## WRITTEN EXERCISE
Report each line of the entries below that contains the string "segment".

+++

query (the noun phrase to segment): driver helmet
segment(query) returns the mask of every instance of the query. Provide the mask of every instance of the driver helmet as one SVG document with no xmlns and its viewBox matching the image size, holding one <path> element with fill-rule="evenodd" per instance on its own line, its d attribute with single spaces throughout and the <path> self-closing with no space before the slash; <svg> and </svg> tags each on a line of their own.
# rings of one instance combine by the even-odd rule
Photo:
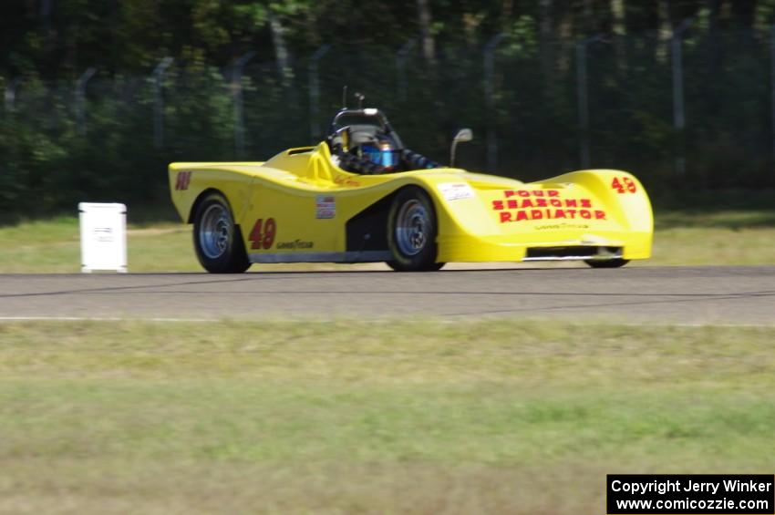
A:
<svg viewBox="0 0 775 515">
<path fill-rule="evenodd" d="M 387 140 L 381 140 L 377 144 L 367 143 L 363 145 L 363 158 L 375 164 L 392 170 L 398 166 L 398 151 Z"/>
</svg>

+++

## REPLY
query (the noun phrase to segment): driver helmet
segment(query) returns the mask of every instance of the query. Provide the mask of every instance of the driver helmet as one SVG document with no xmlns and its viewBox matching the image size, holding one <path> element with fill-rule="evenodd" per instance on its own line, its d attribute with single spaces throughout and the <path> self-closing with no space before the slash; <svg> and </svg> tags each on a line of their own.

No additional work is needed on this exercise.